代謝・輸送過程の両方が関与する複雑な薬物間相互作用 (DDI), 動態の個体間変動 (PGx)の予測; 

拡張クリアランス理論およびPBPKモデルによる予測

内因性バイオマーカーを用いたより精度の高いDDI予測法の確立

 In vitro試験の結果を統合的に組み込んだIVIVE方法論の確立(特に血漿タンパク結合の強い化合物)

ヒトにおける薬物動態の個体間変動、病態時変動、年齢による変動を予測可能にする virtual clinical study(VCS) に関する方法論の実施および検証

分子標的結合依存的な
薬物体内動態(TMDD)の解析

探索的臨床試験、マイクロドース臨床試験の必要性についての判断基準の確立

​研究の進め方

研究の大半は、これまでに蓄積したデータ、文献情報を基にしたコンピューター解析を行うドライ研究である。in vitro およびin vivo のevidence を得るためのウェット研究が必要な場合は、主にアカデミアの研究室との共同研究を実施する。ウエット研究、ドライ研究の共同研究先としては、現在も共同研究が実施されている 楠原洋之教授(東京大学大学院薬学系研究科)、前田和哉教授 (北里大学薬学部)、樋坂章博教授(千葉大学大学院薬学系研究科)、千葉康司教授、吉門崇准教授(横浜薬科大学)、宮内正二教授(東邦大学薬学部)、出口芳春教授(帝京大学薬学部)、Wooin Lee 教授(ソウル大学薬学部)、青木康憲博士(AstraZeneca, Sweden)を挙げることができる。このように多方面にわたる共同研究を実施することで、当研究室の目的を達成できるものと考えている。

​研究成果の報告

支援を頂く企業(参加企業)の研究者や担当者を招いて、

年2回のclosedの成果報告会を開く。

併せて公開シンポジウムを開催し、我が国における薬物動態研究(含む薬物間相互作用解析、遺伝子多型の解析)、早期探索臨床試験の基盤となる研究成果や国内外から研究者を招聘し、最先端の研究を紹介すると共に、本研究室の研究活動を一般に向けても紹介する。

(保存済みデータ項目)

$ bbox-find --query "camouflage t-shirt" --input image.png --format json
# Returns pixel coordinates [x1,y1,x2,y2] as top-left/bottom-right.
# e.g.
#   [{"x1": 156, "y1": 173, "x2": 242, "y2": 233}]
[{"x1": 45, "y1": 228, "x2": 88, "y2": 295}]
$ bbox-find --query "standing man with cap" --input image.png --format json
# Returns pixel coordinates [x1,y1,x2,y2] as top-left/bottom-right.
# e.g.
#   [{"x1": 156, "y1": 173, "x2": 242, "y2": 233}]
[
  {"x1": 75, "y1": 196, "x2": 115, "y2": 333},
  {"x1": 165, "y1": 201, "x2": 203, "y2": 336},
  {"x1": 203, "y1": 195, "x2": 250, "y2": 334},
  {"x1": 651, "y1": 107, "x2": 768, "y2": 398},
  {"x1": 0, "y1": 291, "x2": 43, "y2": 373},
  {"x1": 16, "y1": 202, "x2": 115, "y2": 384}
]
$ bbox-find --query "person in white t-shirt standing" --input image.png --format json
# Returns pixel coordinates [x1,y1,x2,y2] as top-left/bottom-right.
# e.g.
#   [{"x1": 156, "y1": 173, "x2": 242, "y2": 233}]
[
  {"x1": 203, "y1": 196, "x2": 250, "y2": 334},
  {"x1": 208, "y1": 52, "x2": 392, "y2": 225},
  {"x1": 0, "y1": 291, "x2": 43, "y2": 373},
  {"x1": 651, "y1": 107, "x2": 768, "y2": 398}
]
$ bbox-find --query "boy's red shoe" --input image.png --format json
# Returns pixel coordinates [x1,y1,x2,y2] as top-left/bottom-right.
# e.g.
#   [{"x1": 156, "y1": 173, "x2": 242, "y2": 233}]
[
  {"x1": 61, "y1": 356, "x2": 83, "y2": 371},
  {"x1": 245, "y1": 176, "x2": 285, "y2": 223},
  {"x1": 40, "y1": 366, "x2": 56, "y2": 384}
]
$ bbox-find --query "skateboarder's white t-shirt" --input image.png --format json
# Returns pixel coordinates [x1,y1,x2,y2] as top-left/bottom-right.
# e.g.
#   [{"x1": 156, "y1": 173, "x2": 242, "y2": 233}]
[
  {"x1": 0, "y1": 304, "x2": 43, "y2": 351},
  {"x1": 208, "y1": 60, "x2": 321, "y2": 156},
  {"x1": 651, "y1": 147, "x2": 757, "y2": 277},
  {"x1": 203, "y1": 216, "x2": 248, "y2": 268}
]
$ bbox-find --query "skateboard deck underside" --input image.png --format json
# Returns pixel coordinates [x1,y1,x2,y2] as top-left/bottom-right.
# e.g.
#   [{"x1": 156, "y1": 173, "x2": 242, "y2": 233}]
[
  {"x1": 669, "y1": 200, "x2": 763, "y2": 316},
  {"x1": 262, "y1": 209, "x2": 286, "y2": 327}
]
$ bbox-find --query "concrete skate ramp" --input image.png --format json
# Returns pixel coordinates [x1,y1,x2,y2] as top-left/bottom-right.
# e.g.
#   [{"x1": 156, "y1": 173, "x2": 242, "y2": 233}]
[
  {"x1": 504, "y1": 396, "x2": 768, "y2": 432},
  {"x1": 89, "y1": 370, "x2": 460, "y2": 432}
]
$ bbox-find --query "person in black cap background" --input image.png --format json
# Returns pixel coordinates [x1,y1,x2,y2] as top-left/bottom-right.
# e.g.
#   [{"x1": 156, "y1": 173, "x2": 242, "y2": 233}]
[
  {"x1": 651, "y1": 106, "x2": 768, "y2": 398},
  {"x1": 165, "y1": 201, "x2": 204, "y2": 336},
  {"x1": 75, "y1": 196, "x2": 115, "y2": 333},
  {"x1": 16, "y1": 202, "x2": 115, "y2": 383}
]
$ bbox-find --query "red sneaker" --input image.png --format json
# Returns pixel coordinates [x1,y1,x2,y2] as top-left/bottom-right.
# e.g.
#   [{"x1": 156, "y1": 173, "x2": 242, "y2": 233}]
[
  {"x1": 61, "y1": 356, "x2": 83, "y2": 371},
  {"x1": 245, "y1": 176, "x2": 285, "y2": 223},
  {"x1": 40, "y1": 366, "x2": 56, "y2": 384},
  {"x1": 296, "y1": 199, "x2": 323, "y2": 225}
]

取り組む課題
本文抜粋によると、参加企業の研究者や担当者を招いて開くclosedの成果報告会は年に何回開かれますか。

課題への回答
年2回開かれます。